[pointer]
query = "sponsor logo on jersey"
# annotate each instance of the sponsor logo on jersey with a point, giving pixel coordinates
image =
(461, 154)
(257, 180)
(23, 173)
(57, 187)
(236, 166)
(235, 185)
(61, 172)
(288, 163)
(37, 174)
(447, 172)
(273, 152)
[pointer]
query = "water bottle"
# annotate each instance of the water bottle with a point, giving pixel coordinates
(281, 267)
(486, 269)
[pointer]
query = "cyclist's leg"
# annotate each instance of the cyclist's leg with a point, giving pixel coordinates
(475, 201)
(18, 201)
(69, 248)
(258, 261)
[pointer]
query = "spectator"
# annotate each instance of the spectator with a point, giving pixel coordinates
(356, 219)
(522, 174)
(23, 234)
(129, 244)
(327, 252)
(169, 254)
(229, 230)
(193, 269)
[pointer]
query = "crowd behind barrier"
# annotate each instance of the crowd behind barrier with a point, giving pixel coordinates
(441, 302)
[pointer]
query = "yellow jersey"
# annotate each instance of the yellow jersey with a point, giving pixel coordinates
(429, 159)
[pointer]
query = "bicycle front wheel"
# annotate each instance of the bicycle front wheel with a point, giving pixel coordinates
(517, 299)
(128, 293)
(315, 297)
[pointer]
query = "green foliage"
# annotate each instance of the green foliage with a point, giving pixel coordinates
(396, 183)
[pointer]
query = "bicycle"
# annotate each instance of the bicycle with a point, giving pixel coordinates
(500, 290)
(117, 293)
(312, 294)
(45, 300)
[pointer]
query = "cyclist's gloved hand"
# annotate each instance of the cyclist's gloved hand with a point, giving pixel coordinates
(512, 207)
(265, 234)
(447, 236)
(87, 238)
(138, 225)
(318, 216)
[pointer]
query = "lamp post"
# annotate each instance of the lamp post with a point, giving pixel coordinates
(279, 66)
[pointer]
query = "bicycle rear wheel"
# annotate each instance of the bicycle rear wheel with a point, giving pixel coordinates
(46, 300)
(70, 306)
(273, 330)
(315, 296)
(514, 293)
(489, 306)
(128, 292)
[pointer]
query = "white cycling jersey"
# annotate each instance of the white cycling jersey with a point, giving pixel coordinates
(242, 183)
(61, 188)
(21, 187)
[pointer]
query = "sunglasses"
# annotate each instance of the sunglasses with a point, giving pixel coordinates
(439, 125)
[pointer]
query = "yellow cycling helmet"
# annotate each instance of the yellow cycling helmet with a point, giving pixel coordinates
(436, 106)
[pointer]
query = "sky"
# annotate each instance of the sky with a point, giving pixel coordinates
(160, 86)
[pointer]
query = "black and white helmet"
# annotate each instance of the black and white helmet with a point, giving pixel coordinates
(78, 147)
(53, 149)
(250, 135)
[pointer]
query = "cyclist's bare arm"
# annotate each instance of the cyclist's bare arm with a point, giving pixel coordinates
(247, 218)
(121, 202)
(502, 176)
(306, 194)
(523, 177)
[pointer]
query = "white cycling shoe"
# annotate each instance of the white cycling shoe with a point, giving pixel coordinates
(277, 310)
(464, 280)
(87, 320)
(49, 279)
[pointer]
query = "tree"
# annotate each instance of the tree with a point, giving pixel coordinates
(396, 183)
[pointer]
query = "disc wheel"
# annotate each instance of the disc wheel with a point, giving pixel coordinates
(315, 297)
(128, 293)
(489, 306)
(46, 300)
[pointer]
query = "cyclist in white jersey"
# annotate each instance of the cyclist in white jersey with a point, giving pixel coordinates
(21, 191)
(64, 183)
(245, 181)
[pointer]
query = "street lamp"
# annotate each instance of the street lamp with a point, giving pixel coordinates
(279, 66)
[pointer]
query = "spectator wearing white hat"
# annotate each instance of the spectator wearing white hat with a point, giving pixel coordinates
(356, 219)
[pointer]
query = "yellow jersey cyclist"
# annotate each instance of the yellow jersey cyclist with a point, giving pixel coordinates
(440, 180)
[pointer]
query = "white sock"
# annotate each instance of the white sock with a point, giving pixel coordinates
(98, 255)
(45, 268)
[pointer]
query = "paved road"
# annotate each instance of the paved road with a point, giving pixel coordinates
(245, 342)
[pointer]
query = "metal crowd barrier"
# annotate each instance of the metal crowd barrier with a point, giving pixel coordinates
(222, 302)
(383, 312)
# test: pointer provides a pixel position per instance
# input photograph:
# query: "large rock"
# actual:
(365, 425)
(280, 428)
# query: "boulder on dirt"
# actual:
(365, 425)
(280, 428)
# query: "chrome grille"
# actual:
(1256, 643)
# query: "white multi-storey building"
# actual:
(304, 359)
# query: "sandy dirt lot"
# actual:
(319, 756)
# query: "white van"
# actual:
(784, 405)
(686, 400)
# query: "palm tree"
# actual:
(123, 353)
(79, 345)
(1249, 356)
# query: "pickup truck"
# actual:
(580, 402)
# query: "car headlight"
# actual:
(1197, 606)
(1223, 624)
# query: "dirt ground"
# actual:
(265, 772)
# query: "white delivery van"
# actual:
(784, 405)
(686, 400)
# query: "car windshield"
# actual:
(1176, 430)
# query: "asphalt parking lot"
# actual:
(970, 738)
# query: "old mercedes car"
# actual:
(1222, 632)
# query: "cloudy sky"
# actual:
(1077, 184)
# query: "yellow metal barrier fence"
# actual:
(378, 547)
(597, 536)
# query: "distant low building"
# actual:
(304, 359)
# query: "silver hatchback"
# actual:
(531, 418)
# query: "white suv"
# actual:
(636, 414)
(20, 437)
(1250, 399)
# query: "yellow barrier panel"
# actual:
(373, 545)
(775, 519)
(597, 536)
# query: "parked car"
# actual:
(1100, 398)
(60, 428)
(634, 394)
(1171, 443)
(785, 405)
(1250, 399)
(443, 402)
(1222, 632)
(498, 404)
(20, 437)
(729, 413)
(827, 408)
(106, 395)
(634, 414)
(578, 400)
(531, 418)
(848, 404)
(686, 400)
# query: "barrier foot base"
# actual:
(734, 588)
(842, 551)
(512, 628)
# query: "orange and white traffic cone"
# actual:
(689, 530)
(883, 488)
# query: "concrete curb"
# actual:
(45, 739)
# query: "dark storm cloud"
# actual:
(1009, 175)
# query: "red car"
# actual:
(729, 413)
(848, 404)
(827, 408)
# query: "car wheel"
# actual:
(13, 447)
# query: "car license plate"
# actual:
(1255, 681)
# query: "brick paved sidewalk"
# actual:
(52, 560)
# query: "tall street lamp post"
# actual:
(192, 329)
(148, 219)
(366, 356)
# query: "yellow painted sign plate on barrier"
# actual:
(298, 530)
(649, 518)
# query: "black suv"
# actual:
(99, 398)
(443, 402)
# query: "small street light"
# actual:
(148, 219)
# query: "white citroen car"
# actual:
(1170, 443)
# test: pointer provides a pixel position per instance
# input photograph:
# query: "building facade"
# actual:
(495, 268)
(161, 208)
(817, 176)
# # # #
● Work item: Wherever a line of the data above contains "sponsor", copy that line.

● Answer for the task:
query = "sponsor logo on jersey"
# annotate each instance of the sponsor logo on jersey with a point, giving pixel coordinates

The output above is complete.